TESTO ESTRATTO:
#####
Il mio ricordo di Bruno Trentin

Il 23 agosto 2007 moriva a Roma Bruno Trentin per i postumi di una caduta in bicicletta mentre trascorreva qualche giorno di vacanza in una località montana che tanto amava. Che può dire in sua memoria uno, come il sottoscritto, che ha avuto la fortuna e l’onore di conoscerlo e di lavorare con lui per anni prima alla Fiom, poi in Cgil?

Trentin è stato sicuramente una delle personalità più apprezzate e stimate – non solo nel sindacato, nella politica e nella sinistra – della seconda metà del secolo scorso. In parole povere, vista la statura intellettuale, etica e politica che esprimevano gli appartenenti a quelle generazioni, Bruno Trentin oggi ci appare come un gigante tra i giganti. E la sua statura intellettuale è tanto più elevata se osservata dall’angolo di visuale della pochezza delle generazioni attuali. Una personalità di grande spicco, non c’è dubbio. Per certi versi un predestinato.
#####
MATERIALE FORNITO:
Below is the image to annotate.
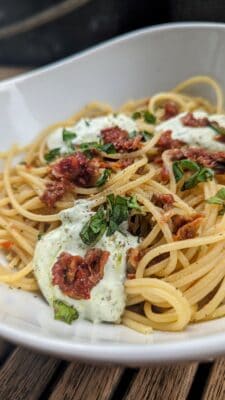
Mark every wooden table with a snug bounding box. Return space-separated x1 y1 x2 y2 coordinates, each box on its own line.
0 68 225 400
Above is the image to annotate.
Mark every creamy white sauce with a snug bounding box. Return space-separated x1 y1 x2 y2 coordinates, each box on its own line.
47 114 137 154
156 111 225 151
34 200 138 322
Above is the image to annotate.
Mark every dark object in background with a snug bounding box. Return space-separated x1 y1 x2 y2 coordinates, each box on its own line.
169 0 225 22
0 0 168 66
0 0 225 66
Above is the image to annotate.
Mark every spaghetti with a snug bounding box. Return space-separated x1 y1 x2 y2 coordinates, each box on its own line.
#####
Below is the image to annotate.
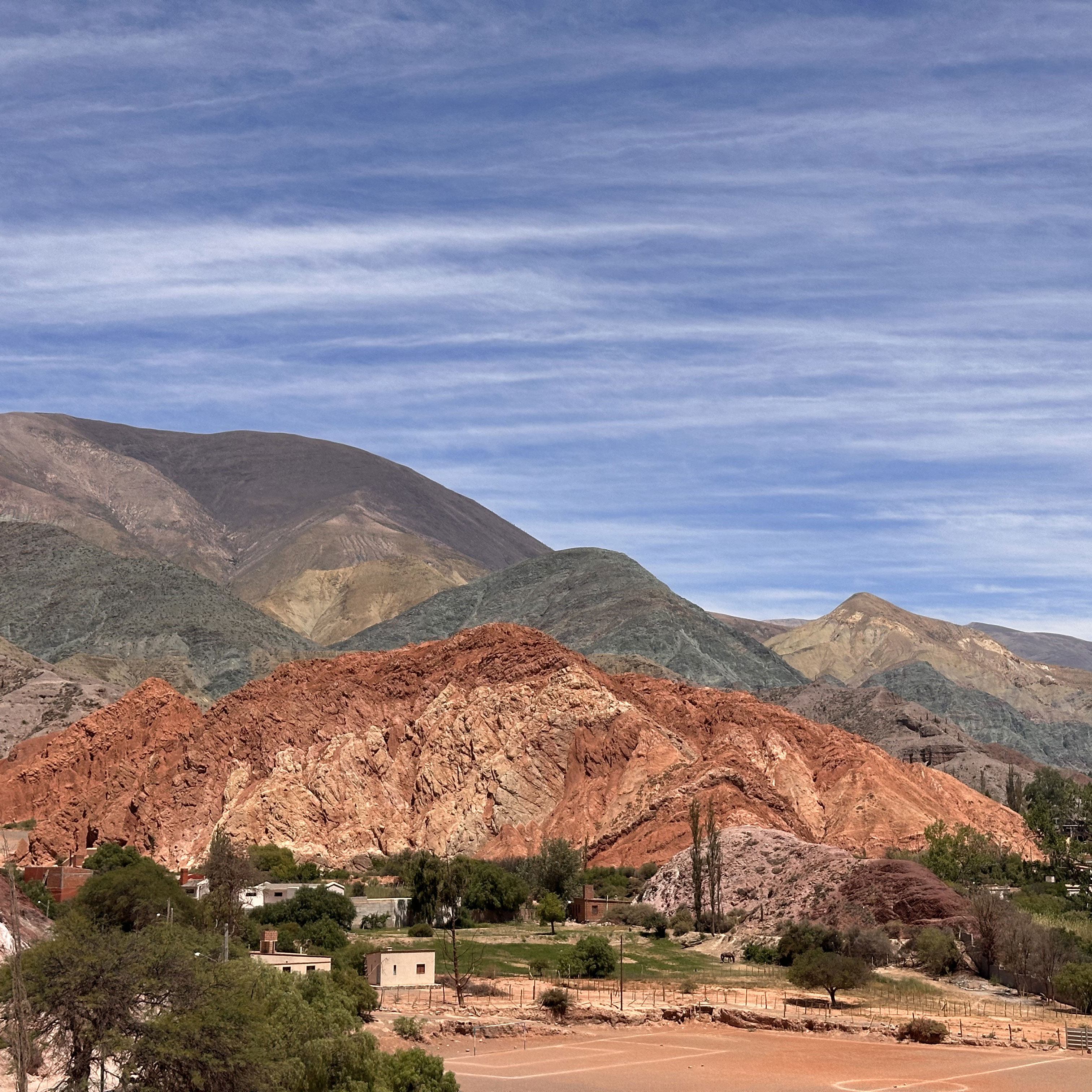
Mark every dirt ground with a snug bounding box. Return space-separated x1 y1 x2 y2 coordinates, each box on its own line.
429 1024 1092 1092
#####
OBIETTIVO:
Traduci in inglese la seguente frase del testo su Bruno Trentin: «Trentin è stato sicuramente una delle personalità più apprezzate e stimate – non solo nel sindacato, nella politica e nella sinistra – della seconda metà del secolo scorso.»

SOLUZIONE DEL COMPITO:
Trentin was certainly one of the most appreciated and esteemed figures – not only in the trade union movement, in politics and on the left – of the second half of the last century.